[Begin Provided text]

PROPOSAL 1: ELECTION OF DIRECTORS

     Each Fund’s Board of Directors is divided into three classes with the term of office of one class expiring each year. It is proposed that stockholders of each Fund consider the election of the individuals listed below (the “Nominees”) as Directors of the indicated class of such Fund, to serve for three-year terms and until their respective successors are duly elected and qualified. With respect to DSMB, Messrs. Gordon J. Davis and Ehud Houminer and Ms. Robin A. Melvin are nominated to be elected as Class II Directors to serve for a three-year term. With respect to DSM, Messrs. Joseph S. DiMartino, William Hodding Carter III and Richard C. Leone and Ms. Joni Evans are nominated to be elected as Class I Directors to serve for a three-year term. Messrs. DiMartino, Carter and Leone and Ms. Evans also are continuing Class I Directors of DSMB and Messrs. Davis and Houminer and Ms. Melvin also are continuing Class II Directors of DSM. Each Nominee also currently serves as a Director of the Fund for which his or her election is proposed. Each Nominee was nominated by the respective Fund’s nominating committee and has consented to being named in this proxy statement and has agreed to continue to serve as a Director of the indicated Fund if elected. Biographical information about each Nominee is set forth below. Biographical information about each Fund’s Directors not standing for election at the meeting (the “Continuing Directors”), information on each Nominee’s and Continuing Director’s ownership of Fund shares and other relevant information is set forth on Exhibit A. Unless otherwise indicated, information set forth herein applies to both Funds.

[End Provided text]
[Begin Data extract]

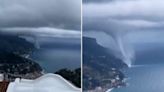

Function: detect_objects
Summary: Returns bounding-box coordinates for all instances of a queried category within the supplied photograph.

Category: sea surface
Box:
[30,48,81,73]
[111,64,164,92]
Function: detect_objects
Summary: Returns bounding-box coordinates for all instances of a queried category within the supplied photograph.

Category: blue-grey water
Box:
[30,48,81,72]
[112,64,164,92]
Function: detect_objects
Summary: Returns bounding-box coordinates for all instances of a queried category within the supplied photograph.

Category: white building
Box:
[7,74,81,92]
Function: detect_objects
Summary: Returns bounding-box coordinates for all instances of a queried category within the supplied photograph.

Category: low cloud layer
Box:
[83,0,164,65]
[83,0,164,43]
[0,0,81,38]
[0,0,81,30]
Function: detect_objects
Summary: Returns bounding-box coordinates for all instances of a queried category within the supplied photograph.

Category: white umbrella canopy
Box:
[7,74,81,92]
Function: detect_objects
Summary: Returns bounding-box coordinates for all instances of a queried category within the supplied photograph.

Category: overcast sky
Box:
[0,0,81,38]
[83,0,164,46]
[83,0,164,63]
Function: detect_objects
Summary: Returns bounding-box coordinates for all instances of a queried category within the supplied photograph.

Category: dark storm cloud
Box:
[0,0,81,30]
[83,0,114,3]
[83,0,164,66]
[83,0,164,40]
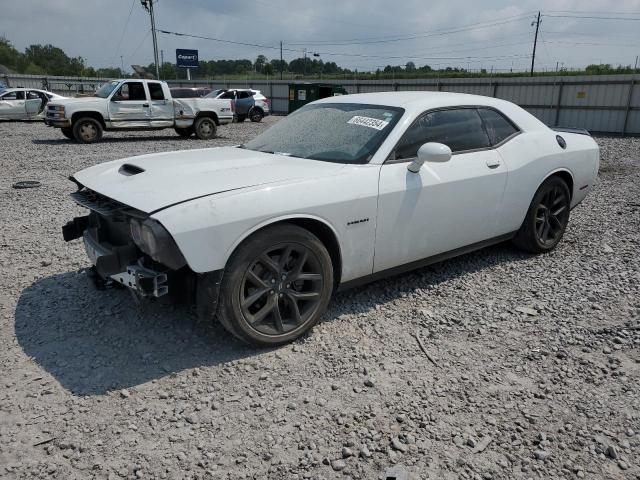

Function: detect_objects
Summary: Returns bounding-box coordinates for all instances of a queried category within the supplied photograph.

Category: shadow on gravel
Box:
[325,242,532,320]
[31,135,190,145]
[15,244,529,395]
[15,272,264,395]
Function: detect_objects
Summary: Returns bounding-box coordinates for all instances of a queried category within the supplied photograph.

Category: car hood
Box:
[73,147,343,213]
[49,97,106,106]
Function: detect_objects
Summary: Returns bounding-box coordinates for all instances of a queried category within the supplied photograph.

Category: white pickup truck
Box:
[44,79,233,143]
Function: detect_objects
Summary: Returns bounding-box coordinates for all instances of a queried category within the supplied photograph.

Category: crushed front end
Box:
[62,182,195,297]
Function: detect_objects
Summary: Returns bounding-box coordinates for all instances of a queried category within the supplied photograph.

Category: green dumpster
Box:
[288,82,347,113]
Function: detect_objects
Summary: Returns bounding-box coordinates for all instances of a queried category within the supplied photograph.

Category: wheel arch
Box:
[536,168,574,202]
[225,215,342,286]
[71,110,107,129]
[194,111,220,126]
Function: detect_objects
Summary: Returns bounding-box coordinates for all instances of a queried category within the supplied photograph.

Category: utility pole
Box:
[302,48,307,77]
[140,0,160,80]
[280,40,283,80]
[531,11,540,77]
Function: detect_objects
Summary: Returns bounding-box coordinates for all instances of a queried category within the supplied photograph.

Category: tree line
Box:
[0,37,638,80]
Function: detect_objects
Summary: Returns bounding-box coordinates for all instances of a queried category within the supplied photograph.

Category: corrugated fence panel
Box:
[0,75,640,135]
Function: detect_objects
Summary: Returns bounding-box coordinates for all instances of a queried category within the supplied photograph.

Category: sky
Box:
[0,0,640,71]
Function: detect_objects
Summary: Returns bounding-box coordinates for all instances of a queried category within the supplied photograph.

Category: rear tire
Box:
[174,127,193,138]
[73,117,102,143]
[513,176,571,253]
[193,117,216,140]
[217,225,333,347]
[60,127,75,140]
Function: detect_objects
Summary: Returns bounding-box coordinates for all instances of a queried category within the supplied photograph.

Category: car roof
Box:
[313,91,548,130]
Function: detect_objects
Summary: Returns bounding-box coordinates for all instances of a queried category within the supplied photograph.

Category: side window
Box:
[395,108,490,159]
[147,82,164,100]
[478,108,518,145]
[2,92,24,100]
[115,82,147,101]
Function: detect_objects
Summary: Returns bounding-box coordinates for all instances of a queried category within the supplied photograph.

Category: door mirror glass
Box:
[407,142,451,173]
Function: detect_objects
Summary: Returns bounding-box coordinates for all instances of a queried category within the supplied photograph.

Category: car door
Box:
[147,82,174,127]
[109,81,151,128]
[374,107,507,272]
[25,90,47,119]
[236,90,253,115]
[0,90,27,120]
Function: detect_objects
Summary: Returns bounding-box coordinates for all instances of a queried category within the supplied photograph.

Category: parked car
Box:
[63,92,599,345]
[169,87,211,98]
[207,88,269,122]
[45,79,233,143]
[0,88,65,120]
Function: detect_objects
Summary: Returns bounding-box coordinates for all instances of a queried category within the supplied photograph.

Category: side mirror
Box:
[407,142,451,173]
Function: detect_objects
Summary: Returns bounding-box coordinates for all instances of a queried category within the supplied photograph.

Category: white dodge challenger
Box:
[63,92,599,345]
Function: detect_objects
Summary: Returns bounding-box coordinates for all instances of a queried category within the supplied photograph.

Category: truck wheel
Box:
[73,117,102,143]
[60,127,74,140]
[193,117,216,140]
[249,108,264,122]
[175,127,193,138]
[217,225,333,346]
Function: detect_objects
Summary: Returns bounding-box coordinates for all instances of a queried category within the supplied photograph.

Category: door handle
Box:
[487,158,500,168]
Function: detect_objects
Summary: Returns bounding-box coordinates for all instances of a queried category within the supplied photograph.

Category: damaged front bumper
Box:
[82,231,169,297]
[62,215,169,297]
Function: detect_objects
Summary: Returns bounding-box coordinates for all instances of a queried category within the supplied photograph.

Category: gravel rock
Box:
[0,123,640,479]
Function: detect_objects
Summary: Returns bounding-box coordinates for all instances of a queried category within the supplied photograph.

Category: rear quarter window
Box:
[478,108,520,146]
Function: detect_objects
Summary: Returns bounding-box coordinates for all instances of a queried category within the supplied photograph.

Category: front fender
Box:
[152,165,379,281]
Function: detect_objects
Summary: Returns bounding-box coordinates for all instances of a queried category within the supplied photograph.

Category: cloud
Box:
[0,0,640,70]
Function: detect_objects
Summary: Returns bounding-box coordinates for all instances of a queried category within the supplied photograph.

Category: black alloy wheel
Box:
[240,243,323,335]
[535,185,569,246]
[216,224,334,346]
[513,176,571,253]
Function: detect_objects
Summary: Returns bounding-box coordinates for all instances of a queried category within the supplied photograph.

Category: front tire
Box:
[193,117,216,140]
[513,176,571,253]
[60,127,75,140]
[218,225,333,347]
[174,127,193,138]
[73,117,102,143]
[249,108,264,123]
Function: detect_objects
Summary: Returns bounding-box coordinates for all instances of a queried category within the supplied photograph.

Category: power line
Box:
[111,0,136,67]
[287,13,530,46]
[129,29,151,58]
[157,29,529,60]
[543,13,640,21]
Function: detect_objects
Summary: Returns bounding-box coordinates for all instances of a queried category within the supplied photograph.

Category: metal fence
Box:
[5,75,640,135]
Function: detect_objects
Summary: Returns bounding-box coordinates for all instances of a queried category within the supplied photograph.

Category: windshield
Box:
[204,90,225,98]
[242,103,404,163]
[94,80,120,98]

[End Data extract]
[Begin Data extract]

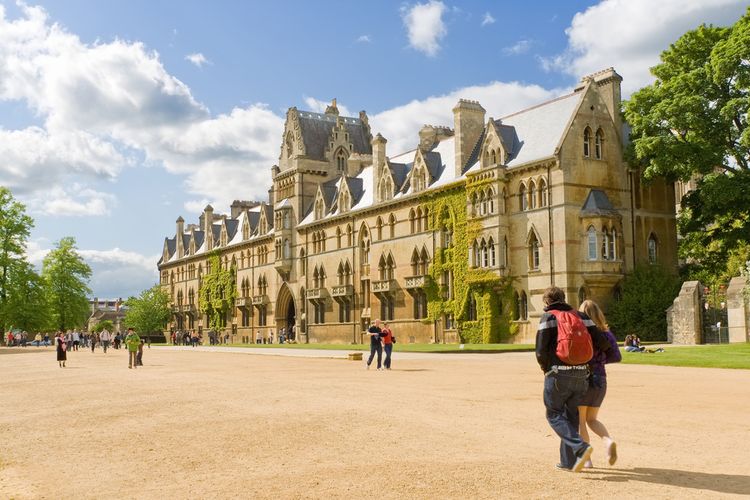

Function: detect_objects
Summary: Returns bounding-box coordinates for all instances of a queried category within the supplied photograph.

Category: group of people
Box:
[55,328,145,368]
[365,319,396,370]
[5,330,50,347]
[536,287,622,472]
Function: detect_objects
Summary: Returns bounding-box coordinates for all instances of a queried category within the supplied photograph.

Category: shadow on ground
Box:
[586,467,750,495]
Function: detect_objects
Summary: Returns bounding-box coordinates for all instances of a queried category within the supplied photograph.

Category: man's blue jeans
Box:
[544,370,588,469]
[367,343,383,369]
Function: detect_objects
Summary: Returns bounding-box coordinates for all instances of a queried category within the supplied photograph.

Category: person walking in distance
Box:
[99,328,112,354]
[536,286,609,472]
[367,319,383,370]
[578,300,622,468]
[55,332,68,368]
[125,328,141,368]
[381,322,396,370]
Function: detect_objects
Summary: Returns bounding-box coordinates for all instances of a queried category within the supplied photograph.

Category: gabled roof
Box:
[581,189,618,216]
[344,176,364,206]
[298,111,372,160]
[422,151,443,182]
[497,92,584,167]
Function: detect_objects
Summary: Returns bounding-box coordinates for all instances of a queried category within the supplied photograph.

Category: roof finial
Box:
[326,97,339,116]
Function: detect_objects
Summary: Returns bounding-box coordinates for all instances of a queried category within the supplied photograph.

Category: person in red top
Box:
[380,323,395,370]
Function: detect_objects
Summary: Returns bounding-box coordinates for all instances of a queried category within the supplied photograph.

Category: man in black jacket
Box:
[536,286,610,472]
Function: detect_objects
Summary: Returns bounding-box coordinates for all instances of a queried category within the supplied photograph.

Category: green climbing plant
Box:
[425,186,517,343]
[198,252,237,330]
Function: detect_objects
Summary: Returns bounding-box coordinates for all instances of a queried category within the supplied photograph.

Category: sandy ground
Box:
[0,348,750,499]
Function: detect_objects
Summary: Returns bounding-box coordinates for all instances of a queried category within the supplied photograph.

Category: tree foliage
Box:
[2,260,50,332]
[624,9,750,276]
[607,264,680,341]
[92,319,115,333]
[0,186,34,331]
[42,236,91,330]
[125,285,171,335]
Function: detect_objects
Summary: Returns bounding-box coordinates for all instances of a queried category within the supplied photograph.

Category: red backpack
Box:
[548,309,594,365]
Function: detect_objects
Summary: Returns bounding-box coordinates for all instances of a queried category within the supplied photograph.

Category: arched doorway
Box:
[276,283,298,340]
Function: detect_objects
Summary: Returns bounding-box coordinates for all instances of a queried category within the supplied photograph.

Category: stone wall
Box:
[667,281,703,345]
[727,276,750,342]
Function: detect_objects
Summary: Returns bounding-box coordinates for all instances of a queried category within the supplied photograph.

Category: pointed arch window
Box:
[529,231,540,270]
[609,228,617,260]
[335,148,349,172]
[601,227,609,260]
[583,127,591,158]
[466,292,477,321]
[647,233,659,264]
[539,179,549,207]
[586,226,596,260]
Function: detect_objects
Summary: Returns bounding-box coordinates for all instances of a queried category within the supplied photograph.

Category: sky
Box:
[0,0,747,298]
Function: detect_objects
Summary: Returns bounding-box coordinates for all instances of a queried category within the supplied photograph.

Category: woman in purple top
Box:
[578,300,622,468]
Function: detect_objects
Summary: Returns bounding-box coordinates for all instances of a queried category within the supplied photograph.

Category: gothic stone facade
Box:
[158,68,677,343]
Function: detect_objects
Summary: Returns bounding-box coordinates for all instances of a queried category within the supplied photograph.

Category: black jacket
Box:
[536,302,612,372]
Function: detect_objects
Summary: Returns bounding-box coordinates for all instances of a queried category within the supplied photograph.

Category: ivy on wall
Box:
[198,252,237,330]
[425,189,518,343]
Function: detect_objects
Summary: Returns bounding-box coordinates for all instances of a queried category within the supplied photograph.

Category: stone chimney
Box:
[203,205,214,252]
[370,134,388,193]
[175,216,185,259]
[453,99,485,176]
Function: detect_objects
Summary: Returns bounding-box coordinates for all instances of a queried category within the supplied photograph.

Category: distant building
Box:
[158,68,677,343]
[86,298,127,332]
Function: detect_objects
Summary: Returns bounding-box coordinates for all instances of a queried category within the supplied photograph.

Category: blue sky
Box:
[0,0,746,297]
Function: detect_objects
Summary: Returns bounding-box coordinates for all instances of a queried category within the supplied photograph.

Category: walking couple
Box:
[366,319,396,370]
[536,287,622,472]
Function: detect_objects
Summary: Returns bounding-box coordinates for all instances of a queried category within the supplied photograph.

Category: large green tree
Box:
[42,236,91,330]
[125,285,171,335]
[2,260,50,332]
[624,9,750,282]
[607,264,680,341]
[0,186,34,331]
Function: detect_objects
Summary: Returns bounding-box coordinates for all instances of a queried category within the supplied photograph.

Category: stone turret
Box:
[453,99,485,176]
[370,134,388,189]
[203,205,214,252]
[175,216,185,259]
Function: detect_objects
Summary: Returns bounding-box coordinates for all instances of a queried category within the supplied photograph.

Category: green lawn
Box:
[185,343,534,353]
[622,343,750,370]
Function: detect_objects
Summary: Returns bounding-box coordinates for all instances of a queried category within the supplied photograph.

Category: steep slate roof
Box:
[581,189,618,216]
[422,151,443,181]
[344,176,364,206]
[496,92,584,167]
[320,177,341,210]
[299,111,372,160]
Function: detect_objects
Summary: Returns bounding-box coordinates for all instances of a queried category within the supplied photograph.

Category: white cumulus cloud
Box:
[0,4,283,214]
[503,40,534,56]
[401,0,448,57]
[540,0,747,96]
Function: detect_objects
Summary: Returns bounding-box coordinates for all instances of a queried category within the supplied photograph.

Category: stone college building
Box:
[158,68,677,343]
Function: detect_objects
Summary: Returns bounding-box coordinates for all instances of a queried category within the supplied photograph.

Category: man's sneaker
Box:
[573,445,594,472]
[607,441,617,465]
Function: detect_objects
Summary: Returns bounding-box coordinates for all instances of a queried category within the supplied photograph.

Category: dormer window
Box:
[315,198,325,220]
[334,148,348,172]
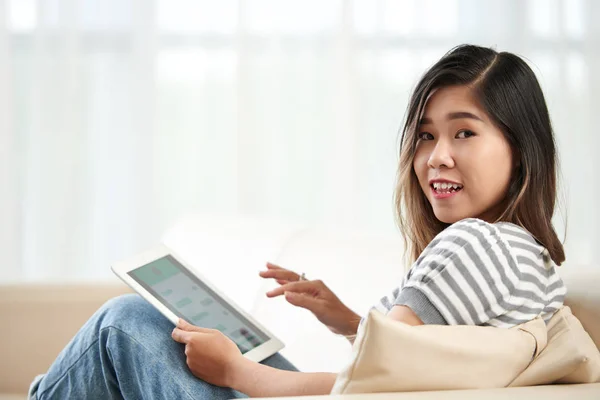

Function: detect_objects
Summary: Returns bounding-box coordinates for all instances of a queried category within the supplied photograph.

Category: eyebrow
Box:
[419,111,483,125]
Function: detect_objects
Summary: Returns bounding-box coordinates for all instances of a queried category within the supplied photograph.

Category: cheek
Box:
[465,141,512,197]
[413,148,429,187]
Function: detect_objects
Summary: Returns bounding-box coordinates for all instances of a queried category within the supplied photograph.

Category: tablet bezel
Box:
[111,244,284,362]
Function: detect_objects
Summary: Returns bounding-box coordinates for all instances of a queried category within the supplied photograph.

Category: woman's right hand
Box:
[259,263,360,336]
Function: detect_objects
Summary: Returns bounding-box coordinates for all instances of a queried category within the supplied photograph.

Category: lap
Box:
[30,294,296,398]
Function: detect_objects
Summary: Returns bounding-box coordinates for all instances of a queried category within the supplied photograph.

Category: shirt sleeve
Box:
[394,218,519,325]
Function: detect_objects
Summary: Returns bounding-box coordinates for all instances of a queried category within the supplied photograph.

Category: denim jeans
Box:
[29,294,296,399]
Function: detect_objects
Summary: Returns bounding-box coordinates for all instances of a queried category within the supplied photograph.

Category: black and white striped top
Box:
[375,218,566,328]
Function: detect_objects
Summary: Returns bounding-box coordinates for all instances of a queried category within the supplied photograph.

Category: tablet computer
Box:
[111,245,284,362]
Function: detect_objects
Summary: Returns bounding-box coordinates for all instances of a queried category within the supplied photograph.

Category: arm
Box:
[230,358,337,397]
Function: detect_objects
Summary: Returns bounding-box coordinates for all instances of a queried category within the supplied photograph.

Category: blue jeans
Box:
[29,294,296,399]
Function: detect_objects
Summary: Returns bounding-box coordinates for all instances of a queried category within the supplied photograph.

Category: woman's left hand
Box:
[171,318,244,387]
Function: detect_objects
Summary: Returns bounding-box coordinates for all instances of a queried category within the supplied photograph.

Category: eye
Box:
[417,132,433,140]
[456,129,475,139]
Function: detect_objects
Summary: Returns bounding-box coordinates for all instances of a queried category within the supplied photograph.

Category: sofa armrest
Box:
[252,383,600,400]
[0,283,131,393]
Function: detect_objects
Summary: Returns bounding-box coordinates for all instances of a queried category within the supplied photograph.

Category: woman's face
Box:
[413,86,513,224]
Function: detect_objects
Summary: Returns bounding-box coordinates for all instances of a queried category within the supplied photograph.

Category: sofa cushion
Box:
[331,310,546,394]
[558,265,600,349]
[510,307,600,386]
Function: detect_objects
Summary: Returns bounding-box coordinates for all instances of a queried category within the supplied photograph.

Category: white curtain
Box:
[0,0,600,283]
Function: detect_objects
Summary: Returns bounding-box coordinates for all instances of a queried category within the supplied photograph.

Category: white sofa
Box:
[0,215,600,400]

[End Data extract]
[Begin Data extract]

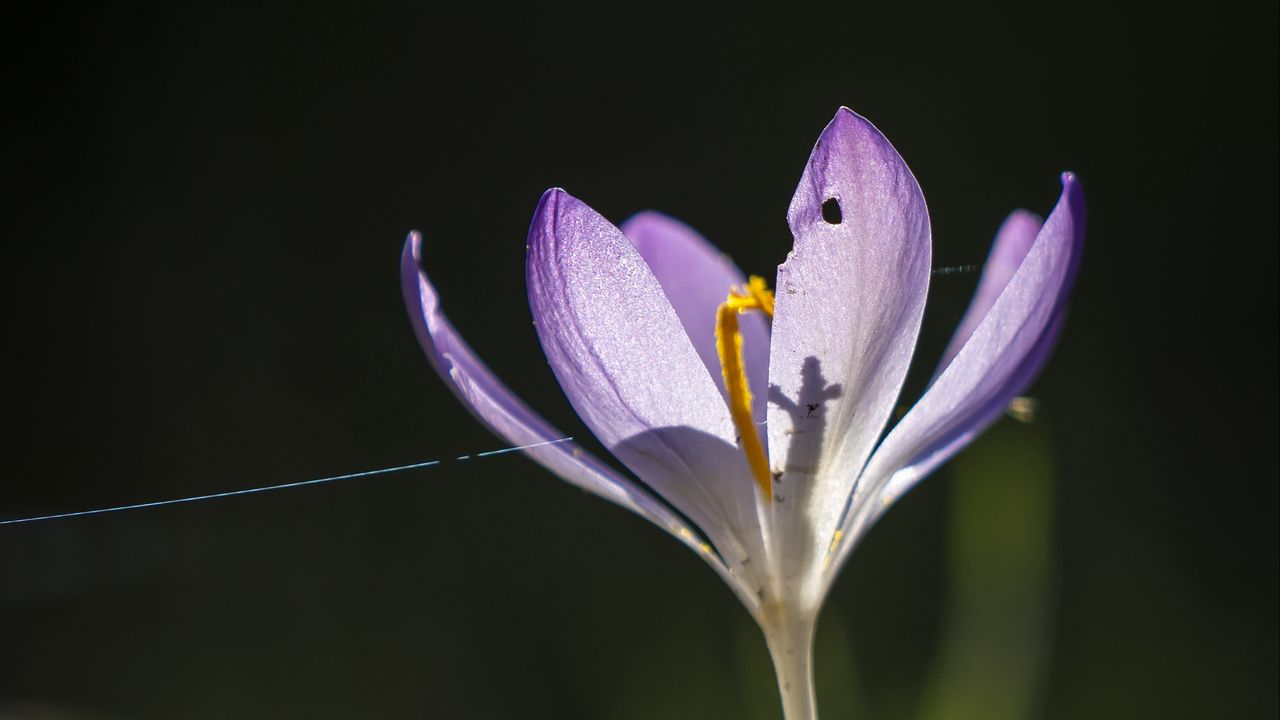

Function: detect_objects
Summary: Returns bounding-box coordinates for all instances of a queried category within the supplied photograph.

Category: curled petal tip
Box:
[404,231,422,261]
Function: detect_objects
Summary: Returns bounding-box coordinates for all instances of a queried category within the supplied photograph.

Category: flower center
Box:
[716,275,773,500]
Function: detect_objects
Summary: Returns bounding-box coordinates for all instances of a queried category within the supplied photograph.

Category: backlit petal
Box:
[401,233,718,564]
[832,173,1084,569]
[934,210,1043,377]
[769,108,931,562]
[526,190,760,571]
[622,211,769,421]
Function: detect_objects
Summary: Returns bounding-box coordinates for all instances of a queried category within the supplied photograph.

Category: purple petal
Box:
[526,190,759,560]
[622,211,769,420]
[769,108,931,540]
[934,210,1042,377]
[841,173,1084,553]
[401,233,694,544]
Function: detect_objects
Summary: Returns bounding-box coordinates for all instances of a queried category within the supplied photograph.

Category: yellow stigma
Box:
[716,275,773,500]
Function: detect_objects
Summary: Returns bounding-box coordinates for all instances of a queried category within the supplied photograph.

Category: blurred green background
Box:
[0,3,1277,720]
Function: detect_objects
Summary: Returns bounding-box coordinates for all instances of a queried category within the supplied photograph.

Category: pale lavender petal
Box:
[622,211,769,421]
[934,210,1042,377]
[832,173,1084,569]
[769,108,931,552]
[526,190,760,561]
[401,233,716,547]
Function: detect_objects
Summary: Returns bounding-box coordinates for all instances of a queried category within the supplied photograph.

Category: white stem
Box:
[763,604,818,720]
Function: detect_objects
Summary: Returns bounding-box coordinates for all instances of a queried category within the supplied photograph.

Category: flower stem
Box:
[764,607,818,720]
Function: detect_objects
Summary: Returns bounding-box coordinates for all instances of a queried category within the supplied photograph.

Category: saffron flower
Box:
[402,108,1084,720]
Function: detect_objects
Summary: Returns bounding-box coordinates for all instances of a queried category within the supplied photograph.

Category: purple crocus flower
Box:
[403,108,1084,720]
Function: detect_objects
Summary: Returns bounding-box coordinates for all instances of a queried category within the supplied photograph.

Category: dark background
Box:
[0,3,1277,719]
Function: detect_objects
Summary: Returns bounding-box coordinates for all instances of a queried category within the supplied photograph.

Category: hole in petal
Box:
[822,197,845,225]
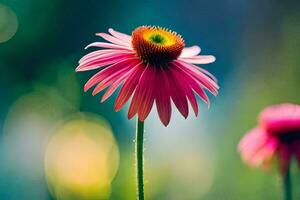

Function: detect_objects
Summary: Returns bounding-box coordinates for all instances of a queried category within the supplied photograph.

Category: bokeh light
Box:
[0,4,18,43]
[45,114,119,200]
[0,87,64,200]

[End Data extract]

**To be done**.
**1)** In the excerpt on the election of directors, into how many classes is each Fund's Board of Directors divided?
**2)** Collect every line of the rows that contains the string "tire", treating uppercase and lowercase as different.

**Solutions to the problems**.
**1)** Three classes.

**2)**
Category: rear tire
Category: front tire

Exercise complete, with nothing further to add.